___ Supplied records

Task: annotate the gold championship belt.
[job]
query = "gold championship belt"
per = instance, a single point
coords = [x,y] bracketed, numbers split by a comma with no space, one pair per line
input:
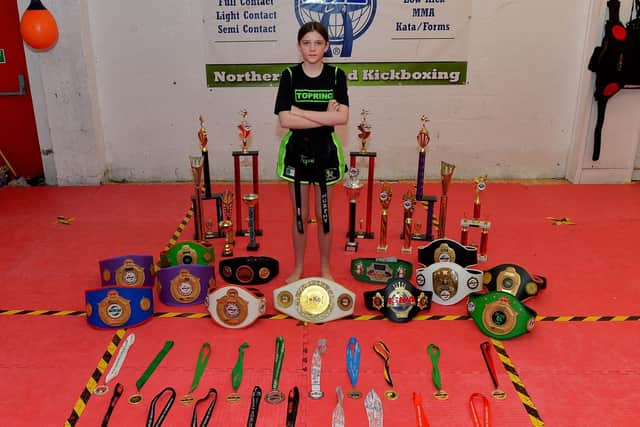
[314,300]
[234,307]
[449,282]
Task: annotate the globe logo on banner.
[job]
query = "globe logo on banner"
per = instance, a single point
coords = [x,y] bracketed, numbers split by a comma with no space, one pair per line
[346,20]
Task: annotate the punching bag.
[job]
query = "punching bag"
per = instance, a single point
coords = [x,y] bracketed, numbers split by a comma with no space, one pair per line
[38,26]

______

**Work required**
Copy the data above line for line, skipping every picture.

**Answer to the exercise**
Task: annotate the gold championship belt.
[job]
query = "gold championship belt"
per = instance, a single point
coords = [x,y] bracketed, numbers split by a comma with no space, one pair per line
input:
[314,300]
[234,307]
[449,282]
Task: annotate the globe logo on banner.
[job]
query = "globe logo on banner"
per = instance, a single point
coords = [x,y] bracketed, numbers split by a comma with no space, one pair per line
[346,20]
Task: annotate the punching bag.
[job]
query = "punching bag"
per = instance, a single point
coords = [x,y] bracketed, numbers split by a comma with no space, one pair per line
[38,26]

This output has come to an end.